» **AIM OF THE TASK**
Change every "straight edges" in the listing below to "straight lines" and copy the listing out again with nothing else altered.

» **DATA TO PROCESS**
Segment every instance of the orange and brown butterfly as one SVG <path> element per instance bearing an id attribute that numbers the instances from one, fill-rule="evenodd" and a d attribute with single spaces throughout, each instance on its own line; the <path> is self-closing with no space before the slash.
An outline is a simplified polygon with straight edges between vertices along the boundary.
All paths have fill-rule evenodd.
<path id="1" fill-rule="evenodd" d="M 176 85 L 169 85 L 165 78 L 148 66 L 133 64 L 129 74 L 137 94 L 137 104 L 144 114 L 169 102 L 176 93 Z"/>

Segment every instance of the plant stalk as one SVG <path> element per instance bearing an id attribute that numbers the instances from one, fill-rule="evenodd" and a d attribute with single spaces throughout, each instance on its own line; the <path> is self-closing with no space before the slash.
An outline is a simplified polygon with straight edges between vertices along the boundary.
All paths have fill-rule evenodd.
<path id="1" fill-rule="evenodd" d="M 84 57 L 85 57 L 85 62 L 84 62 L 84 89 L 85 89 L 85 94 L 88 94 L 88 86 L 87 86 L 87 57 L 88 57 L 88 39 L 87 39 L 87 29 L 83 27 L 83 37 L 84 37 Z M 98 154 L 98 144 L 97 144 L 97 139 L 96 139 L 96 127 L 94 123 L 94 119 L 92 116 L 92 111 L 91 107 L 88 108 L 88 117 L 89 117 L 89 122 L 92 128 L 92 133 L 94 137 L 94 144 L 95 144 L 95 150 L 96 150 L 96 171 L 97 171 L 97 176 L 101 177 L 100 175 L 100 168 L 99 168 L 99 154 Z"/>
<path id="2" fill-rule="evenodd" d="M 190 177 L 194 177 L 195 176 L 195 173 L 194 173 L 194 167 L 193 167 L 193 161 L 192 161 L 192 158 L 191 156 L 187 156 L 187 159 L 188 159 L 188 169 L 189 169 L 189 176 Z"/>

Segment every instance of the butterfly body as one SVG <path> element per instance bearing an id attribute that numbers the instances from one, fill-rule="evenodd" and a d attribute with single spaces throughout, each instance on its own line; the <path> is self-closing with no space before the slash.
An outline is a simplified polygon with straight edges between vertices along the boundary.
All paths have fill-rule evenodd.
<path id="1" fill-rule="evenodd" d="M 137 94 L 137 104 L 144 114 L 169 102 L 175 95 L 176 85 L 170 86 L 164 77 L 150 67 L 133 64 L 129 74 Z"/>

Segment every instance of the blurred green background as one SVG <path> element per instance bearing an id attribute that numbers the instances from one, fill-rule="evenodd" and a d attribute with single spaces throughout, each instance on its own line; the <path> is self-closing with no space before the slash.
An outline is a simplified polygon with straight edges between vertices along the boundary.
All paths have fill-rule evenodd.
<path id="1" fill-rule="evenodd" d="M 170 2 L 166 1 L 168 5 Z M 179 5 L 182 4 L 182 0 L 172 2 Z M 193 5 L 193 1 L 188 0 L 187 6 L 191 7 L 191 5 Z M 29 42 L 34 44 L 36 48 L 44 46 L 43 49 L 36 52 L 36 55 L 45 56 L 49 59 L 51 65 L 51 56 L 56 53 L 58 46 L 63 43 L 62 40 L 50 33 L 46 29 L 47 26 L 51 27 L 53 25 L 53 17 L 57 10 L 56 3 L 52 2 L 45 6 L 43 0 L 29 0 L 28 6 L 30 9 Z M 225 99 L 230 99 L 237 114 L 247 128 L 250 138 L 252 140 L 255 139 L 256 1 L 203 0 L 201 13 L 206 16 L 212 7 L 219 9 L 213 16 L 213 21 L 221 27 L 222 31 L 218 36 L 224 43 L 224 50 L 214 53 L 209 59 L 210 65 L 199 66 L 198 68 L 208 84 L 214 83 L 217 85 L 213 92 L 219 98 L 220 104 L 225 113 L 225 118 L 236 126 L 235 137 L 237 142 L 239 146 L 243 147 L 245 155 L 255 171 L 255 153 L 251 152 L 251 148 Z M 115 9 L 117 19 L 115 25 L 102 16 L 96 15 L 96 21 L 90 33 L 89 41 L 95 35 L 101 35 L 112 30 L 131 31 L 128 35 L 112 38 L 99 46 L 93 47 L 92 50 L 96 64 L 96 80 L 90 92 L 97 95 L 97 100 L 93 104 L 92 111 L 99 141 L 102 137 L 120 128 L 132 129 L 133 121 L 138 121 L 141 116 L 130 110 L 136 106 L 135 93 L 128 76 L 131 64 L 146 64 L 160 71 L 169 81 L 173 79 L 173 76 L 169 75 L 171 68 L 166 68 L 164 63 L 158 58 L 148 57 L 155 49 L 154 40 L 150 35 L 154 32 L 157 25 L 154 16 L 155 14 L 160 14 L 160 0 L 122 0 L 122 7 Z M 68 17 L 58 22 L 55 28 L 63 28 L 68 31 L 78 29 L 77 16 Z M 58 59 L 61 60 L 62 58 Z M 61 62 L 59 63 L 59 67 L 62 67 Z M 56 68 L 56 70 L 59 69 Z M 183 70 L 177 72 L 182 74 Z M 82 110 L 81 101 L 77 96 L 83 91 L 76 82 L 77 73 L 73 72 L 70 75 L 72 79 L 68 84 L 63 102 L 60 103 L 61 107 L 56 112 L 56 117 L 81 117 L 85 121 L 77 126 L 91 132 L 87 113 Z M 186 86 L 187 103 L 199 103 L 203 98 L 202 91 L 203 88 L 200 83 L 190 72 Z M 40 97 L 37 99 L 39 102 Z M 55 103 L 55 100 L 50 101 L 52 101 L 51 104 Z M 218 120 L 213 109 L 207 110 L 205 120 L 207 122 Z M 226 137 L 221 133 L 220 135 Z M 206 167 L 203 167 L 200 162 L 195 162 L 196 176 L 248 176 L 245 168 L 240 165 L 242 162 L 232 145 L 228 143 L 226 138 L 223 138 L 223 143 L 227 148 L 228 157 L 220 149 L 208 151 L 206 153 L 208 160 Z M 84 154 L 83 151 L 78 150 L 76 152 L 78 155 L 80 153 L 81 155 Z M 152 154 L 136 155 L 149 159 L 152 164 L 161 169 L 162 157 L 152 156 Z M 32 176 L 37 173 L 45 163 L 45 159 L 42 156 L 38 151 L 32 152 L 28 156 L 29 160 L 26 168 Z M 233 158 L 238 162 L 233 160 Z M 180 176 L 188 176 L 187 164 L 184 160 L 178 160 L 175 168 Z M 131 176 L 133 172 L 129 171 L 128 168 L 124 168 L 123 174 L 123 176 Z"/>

» **FINISHED TASK**
Segment every instance of the orange and brown butterfly as one SVG <path> element per instance bearing an id attribute that numbers the instances from one, fill-rule="evenodd" and a d attribute with single spaces throughout, each instance on its own line; the <path> is self-closing with no space before the slash.
An outline is a simplified polygon with straight lines between vertices along the boundary.
All paths have fill-rule evenodd.
<path id="1" fill-rule="evenodd" d="M 176 85 L 169 85 L 165 78 L 148 66 L 133 64 L 129 74 L 137 94 L 137 104 L 144 114 L 169 102 L 176 93 Z"/>

Segment every instance of the plant stalk as one SVG <path> element per instance bearing an id attribute that numbers the instances from one, fill-rule="evenodd" and a d attribute with single spaces throughout, each instance on its own line; the <path> is self-closing with no space before the slash.
An outline is a simplified polygon with straight lines between vertices along the boundary.
All paths have fill-rule evenodd.
<path id="1" fill-rule="evenodd" d="M 84 57 L 85 57 L 85 62 L 84 62 L 84 89 L 85 89 L 85 94 L 88 94 L 88 86 L 87 86 L 87 57 L 88 57 L 88 39 L 87 39 L 87 29 L 83 27 L 83 37 L 84 37 Z M 98 154 L 98 144 L 97 144 L 97 139 L 96 139 L 96 127 L 94 123 L 94 119 L 92 116 L 92 111 L 91 107 L 88 108 L 88 117 L 89 117 L 89 122 L 92 128 L 92 133 L 94 137 L 94 144 L 95 144 L 95 150 L 96 150 L 96 171 L 97 171 L 97 176 L 101 177 L 100 175 L 100 168 L 99 168 L 99 154 Z"/>
<path id="2" fill-rule="evenodd" d="M 190 177 L 194 177 L 195 176 L 195 173 L 194 173 L 194 167 L 193 167 L 193 161 L 192 161 L 192 158 L 191 156 L 187 156 L 187 159 L 188 159 L 188 169 L 189 169 L 189 176 Z"/>

Segment every instance of the butterfly body as one SVG <path> element per instance bearing an id attribute that numbers the instances from one, fill-rule="evenodd" and a d attribute with single spaces throughout, each instance on its own line; the <path> is self-closing with no space before the slash.
An outline is a simplified polygon with straight lines between vertices along the boundary.
All paths have fill-rule evenodd.
<path id="1" fill-rule="evenodd" d="M 137 94 L 137 104 L 144 114 L 169 102 L 175 95 L 176 85 L 170 86 L 164 77 L 150 67 L 133 64 L 129 74 Z"/>

Segment every instance of the blurred green background as one SVG <path> element per instance bearing an id attribute that numbers the instances from one, fill-rule="evenodd" and a d attribute with single spaces throughout, each instance on its own line; the <path> is self-closing with no space before the slash.
An outline is a simplified polygon with straight lines between vertices along the boundary.
All paths have fill-rule evenodd.
<path id="1" fill-rule="evenodd" d="M 170 2 L 166 1 L 168 5 Z M 179 5 L 182 4 L 182 0 L 172 2 Z M 193 5 L 193 1 L 188 0 L 187 6 L 191 7 L 191 5 Z M 29 42 L 34 44 L 36 48 L 44 46 L 43 49 L 36 52 L 36 55 L 45 56 L 49 59 L 51 65 L 51 56 L 56 53 L 58 46 L 63 43 L 62 40 L 50 33 L 46 29 L 47 26 L 51 27 L 53 25 L 53 17 L 57 10 L 56 3 L 52 2 L 45 6 L 43 0 L 29 0 L 28 6 L 30 9 Z M 225 99 L 230 99 L 237 114 L 247 128 L 250 138 L 252 140 L 255 139 L 256 1 L 203 0 L 201 13 L 206 16 L 212 7 L 219 9 L 213 16 L 213 21 L 221 27 L 222 31 L 218 36 L 224 43 L 224 50 L 214 53 L 209 59 L 210 65 L 199 66 L 198 68 L 208 84 L 214 83 L 217 85 L 213 92 L 219 98 L 220 104 L 225 113 L 225 118 L 236 126 L 235 137 L 237 142 L 239 146 L 243 147 L 245 155 L 255 171 L 255 153 L 251 152 L 251 148 Z M 115 9 L 117 19 L 115 25 L 102 16 L 96 15 L 96 21 L 90 33 L 89 41 L 95 35 L 101 35 L 112 30 L 131 31 L 128 35 L 112 38 L 99 46 L 93 47 L 92 50 L 96 64 L 96 80 L 90 92 L 97 95 L 97 100 L 93 104 L 92 111 L 99 141 L 102 137 L 120 128 L 132 129 L 133 121 L 138 121 L 141 116 L 130 110 L 136 106 L 135 93 L 128 76 L 131 64 L 146 64 L 160 71 L 169 81 L 173 79 L 173 76 L 169 75 L 171 68 L 166 68 L 164 63 L 158 58 L 148 57 L 155 49 L 154 40 L 150 35 L 154 32 L 157 25 L 154 16 L 155 14 L 160 14 L 160 0 L 122 0 L 122 7 Z M 68 17 L 58 22 L 55 28 L 63 28 L 68 31 L 78 29 L 77 16 Z M 58 59 L 61 60 L 62 58 Z M 61 62 L 59 63 L 59 67 L 62 67 Z M 56 68 L 56 70 L 59 69 Z M 183 70 L 177 72 L 182 74 Z M 82 110 L 81 101 L 77 96 L 83 91 L 76 82 L 77 73 L 73 72 L 70 75 L 72 79 L 68 84 L 63 102 L 60 103 L 61 107 L 56 112 L 56 117 L 81 117 L 85 121 L 77 126 L 91 132 L 87 113 Z M 186 86 L 187 103 L 199 103 L 203 98 L 202 91 L 203 88 L 200 83 L 190 72 Z M 40 97 L 37 99 L 39 102 Z M 55 103 L 55 100 L 50 101 L 52 101 L 51 104 Z M 218 120 L 213 109 L 207 110 L 205 120 L 207 122 Z M 226 137 L 221 133 L 220 135 Z M 206 167 L 203 167 L 200 162 L 195 162 L 196 176 L 248 176 L 245 168 L 240 165 L 242 162 L 232 145 L 228 143 L 226 138 L 223 138 L 223 143 L 227 148 L 228 157 L 220 149 L 208 151 L 206 153 L 208 160 Z M 84 154 L 83 151 L 78 150 L 76 152 L 78 155 L 80 153 L 81 155 Z M 152 154 L 136 155 L 149 159 L 152 164 L 161 169 L 162 157 L 152 156 Z M 32 176 L 37 173 L 45 163 L 45 159 L 42 156 L 38 151 L 32 152 L 28 156 L 29 160 L 26 168 Z M 233 158 L 238 162 L 233 160 Z M 180 176 L 188 176 L 187 164 L 184 160 L 178 160 L 175 168 Z M 131 176 L 133 172 L 129 171 L 128 168 L 124 168 L 123 174 L 123 176 Z"/>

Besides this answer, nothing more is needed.